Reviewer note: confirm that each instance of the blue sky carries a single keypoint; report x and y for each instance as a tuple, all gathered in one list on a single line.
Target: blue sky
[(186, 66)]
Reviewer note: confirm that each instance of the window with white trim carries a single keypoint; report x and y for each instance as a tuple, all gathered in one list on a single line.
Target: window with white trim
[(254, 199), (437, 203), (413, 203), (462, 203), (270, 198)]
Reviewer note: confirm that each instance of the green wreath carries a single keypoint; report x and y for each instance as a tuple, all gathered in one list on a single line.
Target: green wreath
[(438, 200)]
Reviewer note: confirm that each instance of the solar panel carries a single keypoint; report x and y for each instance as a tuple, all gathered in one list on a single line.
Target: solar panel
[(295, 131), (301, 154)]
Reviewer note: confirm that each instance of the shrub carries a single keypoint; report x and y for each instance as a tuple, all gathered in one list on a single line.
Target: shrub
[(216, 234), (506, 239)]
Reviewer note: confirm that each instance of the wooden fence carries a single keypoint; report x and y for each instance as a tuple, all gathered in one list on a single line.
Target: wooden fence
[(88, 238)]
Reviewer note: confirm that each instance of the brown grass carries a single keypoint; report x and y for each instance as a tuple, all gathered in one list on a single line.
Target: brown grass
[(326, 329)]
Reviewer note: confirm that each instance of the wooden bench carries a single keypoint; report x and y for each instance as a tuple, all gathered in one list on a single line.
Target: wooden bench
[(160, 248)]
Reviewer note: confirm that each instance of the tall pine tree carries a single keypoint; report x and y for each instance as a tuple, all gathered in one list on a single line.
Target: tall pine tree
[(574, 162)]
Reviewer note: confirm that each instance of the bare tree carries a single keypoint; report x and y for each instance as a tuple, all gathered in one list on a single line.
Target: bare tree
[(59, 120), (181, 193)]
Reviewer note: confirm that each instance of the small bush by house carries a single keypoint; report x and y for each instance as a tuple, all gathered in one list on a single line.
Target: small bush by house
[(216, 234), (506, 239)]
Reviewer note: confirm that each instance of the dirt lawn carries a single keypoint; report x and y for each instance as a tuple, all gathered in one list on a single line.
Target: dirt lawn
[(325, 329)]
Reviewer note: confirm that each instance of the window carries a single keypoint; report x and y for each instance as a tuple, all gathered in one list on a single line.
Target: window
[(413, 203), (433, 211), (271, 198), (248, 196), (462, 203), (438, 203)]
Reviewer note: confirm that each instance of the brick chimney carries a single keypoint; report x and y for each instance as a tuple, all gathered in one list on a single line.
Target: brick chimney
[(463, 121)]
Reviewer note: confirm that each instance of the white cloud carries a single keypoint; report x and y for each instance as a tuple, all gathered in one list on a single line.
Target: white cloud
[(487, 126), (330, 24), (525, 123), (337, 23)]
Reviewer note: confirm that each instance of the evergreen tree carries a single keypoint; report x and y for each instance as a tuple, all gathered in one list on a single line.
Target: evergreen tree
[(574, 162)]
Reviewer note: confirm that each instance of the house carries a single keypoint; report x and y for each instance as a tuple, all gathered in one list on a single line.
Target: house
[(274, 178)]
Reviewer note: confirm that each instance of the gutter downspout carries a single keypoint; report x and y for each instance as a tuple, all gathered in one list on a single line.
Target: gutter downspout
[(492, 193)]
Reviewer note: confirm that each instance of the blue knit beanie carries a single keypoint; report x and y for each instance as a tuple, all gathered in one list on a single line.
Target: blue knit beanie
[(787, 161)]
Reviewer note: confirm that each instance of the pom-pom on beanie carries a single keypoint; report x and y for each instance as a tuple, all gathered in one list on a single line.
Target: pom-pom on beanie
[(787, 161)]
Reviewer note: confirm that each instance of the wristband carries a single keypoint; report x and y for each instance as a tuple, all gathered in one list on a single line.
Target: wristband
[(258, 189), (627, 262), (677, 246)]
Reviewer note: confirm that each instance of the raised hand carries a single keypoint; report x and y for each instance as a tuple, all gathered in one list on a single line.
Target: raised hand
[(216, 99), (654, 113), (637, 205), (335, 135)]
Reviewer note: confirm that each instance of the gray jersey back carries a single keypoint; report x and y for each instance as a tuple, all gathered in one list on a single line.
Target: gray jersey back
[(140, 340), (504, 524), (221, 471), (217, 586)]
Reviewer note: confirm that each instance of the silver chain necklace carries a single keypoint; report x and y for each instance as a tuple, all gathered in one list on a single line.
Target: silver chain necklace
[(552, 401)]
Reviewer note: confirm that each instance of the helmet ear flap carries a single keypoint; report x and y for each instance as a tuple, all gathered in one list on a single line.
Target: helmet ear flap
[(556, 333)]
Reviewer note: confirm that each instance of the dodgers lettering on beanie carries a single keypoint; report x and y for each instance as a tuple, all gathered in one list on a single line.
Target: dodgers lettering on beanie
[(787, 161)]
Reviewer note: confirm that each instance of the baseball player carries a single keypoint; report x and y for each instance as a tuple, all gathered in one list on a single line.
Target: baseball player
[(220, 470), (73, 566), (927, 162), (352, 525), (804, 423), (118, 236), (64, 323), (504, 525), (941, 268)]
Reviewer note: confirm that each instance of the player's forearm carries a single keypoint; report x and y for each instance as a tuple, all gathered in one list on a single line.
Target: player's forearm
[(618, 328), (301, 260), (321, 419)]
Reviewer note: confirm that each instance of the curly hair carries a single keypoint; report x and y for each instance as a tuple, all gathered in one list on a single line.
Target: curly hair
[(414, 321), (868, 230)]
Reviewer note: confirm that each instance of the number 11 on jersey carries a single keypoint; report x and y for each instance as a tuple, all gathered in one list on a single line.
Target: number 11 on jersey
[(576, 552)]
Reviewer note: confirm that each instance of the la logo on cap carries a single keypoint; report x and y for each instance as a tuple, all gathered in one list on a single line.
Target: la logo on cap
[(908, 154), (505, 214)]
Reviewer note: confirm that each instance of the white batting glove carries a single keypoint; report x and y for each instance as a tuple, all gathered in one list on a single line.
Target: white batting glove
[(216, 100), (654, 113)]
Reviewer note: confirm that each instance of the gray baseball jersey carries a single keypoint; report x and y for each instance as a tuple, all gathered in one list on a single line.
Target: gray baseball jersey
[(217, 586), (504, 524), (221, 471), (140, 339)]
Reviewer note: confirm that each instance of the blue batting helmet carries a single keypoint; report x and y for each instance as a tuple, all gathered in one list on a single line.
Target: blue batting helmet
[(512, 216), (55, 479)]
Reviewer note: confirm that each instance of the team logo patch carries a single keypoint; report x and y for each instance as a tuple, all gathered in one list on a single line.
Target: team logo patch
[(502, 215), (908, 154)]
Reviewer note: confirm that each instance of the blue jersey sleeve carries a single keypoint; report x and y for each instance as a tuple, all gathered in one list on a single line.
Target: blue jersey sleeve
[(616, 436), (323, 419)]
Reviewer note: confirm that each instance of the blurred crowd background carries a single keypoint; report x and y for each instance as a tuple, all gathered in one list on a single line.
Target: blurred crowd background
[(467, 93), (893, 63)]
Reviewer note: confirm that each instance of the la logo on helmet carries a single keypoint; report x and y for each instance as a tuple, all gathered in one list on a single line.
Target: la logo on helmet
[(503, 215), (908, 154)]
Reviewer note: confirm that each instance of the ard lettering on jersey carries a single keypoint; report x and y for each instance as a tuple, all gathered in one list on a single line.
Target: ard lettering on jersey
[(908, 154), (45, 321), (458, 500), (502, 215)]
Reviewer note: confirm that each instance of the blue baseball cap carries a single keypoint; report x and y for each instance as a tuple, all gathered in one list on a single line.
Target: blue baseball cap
============================================================
[Instruction]
Starting at the line that has "Reviewer note: confirm that each instance of the wristband" and stopping after the line that has "[(556, 333)]", write out that part of the material again with "silver chain necklace" renamed to "silver pendant necklace" and every other character left unchanged.

[Worked solution]
Reviewer note: confirm that each instance of the wristband carries a single keypoint; report x and y for each instance as a tuple, all gathered in one list on a single line.
Target: wristband
[(258, 189), (627, 262), (677, 246)]
Reviewer note: confirm that each instance of the raised hand carries a single keypoint; report x and y for each instance as a tuple, all gathered in one list on a single line.
Target: raised hand
[(216, 99), (654, 113), (637, 205), (335, 135)]
Reviewer note: confirm that each instance of the gray jersey back carries a single keypoint; report x and y for each instance as a tuple, all gathered in one list on a single line.
Target: gray jersey back
[(140, 340), (504, 524), (221, 471), (217, 586)]
Reviewer note: confirm that each instance of the silver pendant necklace carries a single keypoint; report x and y for each instance as a tuple, all gathered in one list on a single line.
Target: silver pendant necklace
[(552, 401)]
Reviewer note: confirm that each instance of the helmet ear flap carries a single keypoint; report x and y for each instance as a tuple, all gathered in one list on a single line.
Target: helmet ear flap
[(556, 333)]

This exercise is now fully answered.